▸ THE REQUEST: Restate all the material verbatim, except for the pictures.
[DATA SUPPLIED start]
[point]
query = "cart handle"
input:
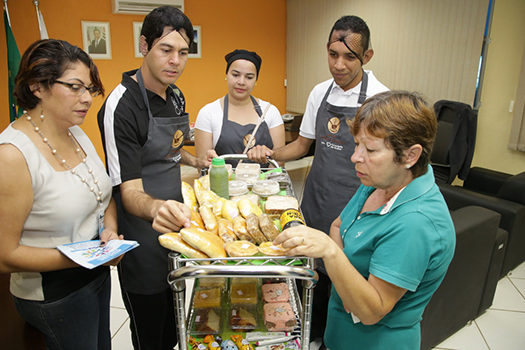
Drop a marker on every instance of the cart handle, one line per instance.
(262, 271)
(244, 156)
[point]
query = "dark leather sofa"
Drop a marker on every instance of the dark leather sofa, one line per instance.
(503, 193)
(464, 290)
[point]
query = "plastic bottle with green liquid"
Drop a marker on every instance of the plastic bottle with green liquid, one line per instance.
(219, 178)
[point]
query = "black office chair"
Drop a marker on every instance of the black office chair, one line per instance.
(455, 140)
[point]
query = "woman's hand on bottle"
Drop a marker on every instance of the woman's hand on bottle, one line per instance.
(306, 241)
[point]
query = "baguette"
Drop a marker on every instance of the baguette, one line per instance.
(226, 230)
(173, 241)
(205, 241)
(210, 222)
(239, 228)
(278, 204)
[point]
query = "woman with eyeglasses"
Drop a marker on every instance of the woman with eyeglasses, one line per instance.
(55, 191)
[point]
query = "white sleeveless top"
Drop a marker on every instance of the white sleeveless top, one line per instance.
(64, 210)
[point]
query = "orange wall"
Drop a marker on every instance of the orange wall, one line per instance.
(258, 25)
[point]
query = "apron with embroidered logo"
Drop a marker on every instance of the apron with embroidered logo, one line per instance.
(234, 135)
(144, 269)
(332, 180)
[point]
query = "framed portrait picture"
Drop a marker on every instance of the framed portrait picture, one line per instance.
(96, 39)
(195, 48)
(137, 27)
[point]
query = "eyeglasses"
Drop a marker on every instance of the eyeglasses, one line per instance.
(79, 89)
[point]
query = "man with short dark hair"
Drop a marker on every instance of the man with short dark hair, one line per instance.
(143, 125)
(332, 180)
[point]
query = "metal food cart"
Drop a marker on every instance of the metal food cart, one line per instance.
(287, 267)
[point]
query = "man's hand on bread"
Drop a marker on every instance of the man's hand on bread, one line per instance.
(171, 216)
(259, 154)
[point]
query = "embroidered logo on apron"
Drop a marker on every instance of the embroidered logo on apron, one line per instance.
(333, 125)
(349, 122)
(245, 140)
(178, 137)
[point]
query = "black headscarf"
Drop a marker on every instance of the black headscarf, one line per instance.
(243, 55)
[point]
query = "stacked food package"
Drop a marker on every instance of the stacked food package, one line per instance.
(240, 312)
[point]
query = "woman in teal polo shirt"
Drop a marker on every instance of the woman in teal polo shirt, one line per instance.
(390, 248)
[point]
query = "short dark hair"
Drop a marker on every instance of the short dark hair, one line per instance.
(44, 62)
(162, 17)
(355, 25)
(402, 119)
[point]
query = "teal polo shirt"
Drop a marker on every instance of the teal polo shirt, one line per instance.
(408, 243)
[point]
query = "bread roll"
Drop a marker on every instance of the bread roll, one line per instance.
(239, 228)
(205, 241)
(173, 241)
(226, 230)
(267, 248)
(188, 195)
(196, 220)
(229, 210)
(278, 204)
(210, 222)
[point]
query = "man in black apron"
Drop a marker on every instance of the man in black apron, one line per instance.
(332, 180)
(143, 125)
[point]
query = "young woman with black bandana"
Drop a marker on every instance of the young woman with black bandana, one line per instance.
(225, 126)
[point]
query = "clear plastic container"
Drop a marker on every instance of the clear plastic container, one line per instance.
(237, 188)
(266, 188)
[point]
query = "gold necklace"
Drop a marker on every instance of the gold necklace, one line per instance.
(95, 189)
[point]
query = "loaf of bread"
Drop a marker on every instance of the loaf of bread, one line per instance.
(173, 241)
(268, 227)
(226, 230)
(241, 248)
(278, 204)
(205, 241)
(268, 249)
(239, 227)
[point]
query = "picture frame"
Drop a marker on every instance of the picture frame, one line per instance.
(137, 27)
(196, 48)
(96, 39)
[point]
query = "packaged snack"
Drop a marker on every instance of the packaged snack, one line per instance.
(279, 317)
(243, 293)
(268, 227)
(252, 225)
(212, 282)
(243, 317)
(241, 248)
(238, 188)
(275, 292)
(206, 321)
(265, 188)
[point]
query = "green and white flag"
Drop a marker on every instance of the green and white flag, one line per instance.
(13, 61)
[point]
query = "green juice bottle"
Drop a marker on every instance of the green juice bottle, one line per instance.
(219, 178)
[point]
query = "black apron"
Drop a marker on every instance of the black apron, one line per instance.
(332, 180)
(234, 135)
(144, 270)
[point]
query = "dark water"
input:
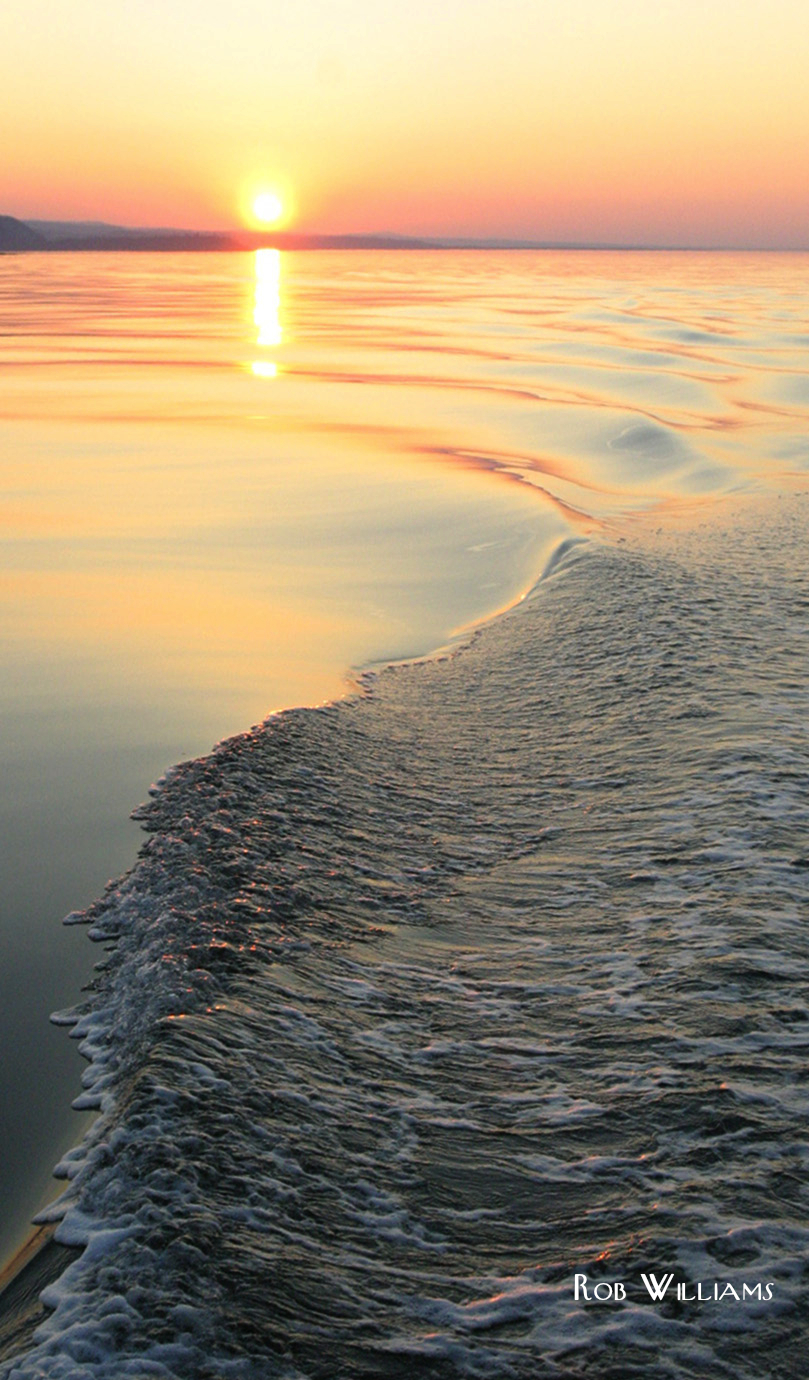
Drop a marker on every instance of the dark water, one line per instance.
(418, 1005)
[DATA SUPPLIED end]
▸ RESPONSE TO THIS EXERCISE:
[point]
query = "cart handle"
input:
Drop a marker on every instance of the cart handle, one line per instance.
(262, 271)
(244, 156)
[point]
query = "dark leather sofa"
Drop a marker on every instance of the dark leather sofa, one line per instance.
(503, 193)
(464, 290)
[point]
query = "plastic bottle with green liquid"
Drop a marker on every instance of the plastic bottle with green liquid, one line per instance.
(219, 178)
[point]
query = "black office chair"
Drop a marker on every instance of the black office chair, one line per instance.
(455, 140)
[point]
query = "woman's hand on bottle"
Drop a marker on every instance of the woman's hand on bottle, one line per instance.
(306, 241)
[point]
query = "baguette"
Drop a marker on every instance of the baguette, one line per instance.
(226, 230)
(173, 241)
(205, 241)
(210, 222)
(239, 228)
(278, 204)
[point]
query = "woman with eyeglasses"
Drop a marker on every instance of the woman with eyeglasses, one line per instance.
(55, 191)
[point]
query = "white sleeveless top"
Drop a marker on every instance of the white sleeveless top, one line per instance.
(64, 210)
[point]
query = "orange wall"
Drop a marker on every instance of the orange wall, one line per instance.
(258, 25)
[point]
query = "apron with embroidered logo"
Drop a marker on every instance of the apron with embroidered logo, one line per instance.
(234, 135)
(144, 269)
(332, 180)
[point]
query = "framed portrait picture"
Drop a marker on every instance of the framed portrait picture, one line per instance.
(96, 39)
(195, 48)
(137, 27)
[point]
query = "eyeglasses"
Drop a marker on every instance of the eyeglasses, one line per instance.
(79, 89)
[point]
query = "man with short dark hair"
Drop a marker on every instance of the man with short dark hair, one line per instance.
(143, 125)
(332, 180)
[point]
query = "metal food cart"
Drop a marker on every instance of the metal food cart, one line per instance.
(287, 267)
[point]
query = "man's hand on bread"
Drop a marker on every instance of the man's hand on bread, one line per instance.
(171, 216)
(259, 154)
[point]
query = "embroidered logo on apron"
Drop a marker on every instance of the embroidered logo on apron, one line per instance.
(333, 125)
(349, 122)
(245, 140)
(178, 137)
[point]
query = "black headscarf"
Drop a marker on every instance of the black headscarf, one line per instance.
(243, 55)
[point]
query = "stacked food package"
Drop a marker on every instance of the stacked food package, one line per instance.
(240, 312)
[point]
query = "woman in teal polo shirt"
Drop a marker on every instance of the woman in teal polo shirt, one line per instance.
(390, 248)
[point]
query = "short dark hair"
Drop a marker on every instance of the short dark hair, one line per instance.
(44, 62)
(162, 17)
(355, 25)
(402, 119)
[point]
query = "teal polo shirt"
Drop a marker on every instance of the teal polo shirt, one line per instance.
(408, 243)
[point]
query = "bread roll"
Drop a marker on every instance of the bread roll, one line per instance.
(239, 228)
(205, 241)
(173, 241)
(226, 230)
(267, 248)
(188, 195)
(196, 220)
(229, 210)
(278, 204)
(210, 222)
[point]
query = "man in black apron"
Drop a marker on every instance of the man in black apron, one line per instance.
(332, 180)
(143, 125)
[point]
query = "young woman with black bandana"
Drop a marker on every instance of the young woman with black bandana, one line per instance.
(225, 126)
[point]
query = "clear plastic container"
Drop a marker on every instance of the clear plastic container, one line per instance.
(237, 188)
(266, 188)
[point]
query = "gold necklace"
Drop a marker on every instance of the gold necklace, one line per instance.
(95, 189)
[point]
query = "loaf of bread"
Drop a marker on every instance of the loaf of bread, one line per instance.
(173, 241)
(268, 227)
(226, 230)
(241, 248)
(278, 204)
(205, 241)
(268, 249)
(239, 227)
[point]
query = "picture frame"
Drop a marker on every instance of the picture frame, one line per instance.
(137, 27)
(196, 48)
(96, 39)
[point]
query = "packaged snack"
Drop a marker on every instance of the packaged snack, one line per instance.
(279, 317)
(243, 293)
(268, 227)
(252, 225)
(212, 282)
(243, 317)
(241, 248)
(238, 188)
(275, 292)
(206, 321)
(265, 188)
[point]
query = "green and white flag"
Drop a marker on every instance of the green and white flag, one line per instance.
(13, 61)
[point]
query = "green juice bottle"
Drop a marker on every instance of the green juice bottle, one line per instance.
(219, 178)
[point]
query = "black apron"
Drop a marker on every instance of the black apron, one line per instance.
(332, 180)
(234, 135)
(144, 270)
[point]
query = "dark water"
input:
Drop a marker on every instance of the dark water, one line per instance.
(418, 1005)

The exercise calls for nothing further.